[START Given data]

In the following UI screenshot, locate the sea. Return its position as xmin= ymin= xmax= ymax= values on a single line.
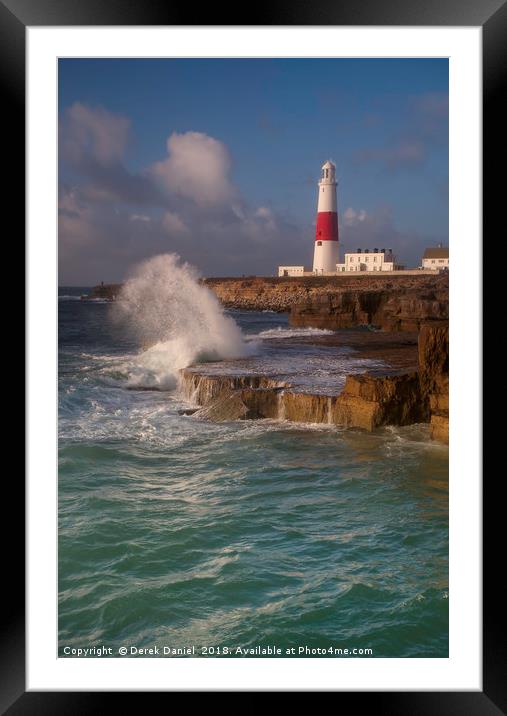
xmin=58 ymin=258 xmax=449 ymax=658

[END Given data]
[START Given data]

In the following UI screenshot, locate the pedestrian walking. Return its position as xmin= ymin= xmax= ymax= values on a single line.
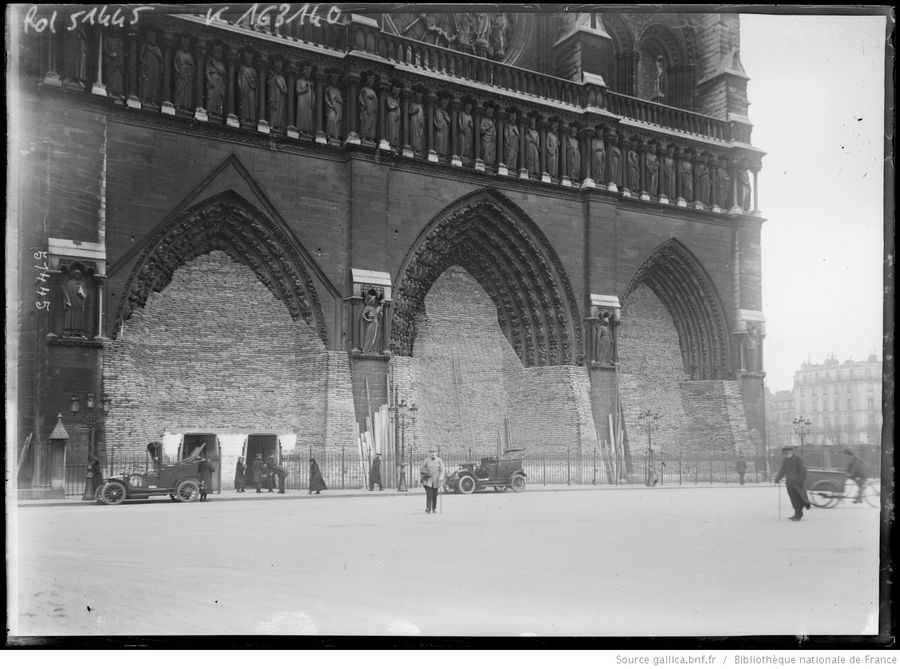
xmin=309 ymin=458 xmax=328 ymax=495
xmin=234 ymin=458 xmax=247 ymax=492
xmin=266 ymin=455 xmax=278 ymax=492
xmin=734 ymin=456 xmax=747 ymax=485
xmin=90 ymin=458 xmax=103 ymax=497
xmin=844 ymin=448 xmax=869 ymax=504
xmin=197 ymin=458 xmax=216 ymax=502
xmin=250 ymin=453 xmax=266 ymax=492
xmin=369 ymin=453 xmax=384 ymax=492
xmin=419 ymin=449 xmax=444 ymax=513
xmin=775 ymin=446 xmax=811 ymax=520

[END Given data]

_Your task_
Reproduce the part of the listing above that begins with the line containing "In the following UI screenshot, locate the sea." and ends with the line containing "xmin=58 ymin=258 xmax=449 ymax=658", keeping every line word for word. Leave out the pictures.

_Correct response_
In the following UI screenshot, locate the sea. Return its position as xmin= ymin= xmax= ymax= values on a single line.
xmin=58 ymin=258 xmax=449 ymax=658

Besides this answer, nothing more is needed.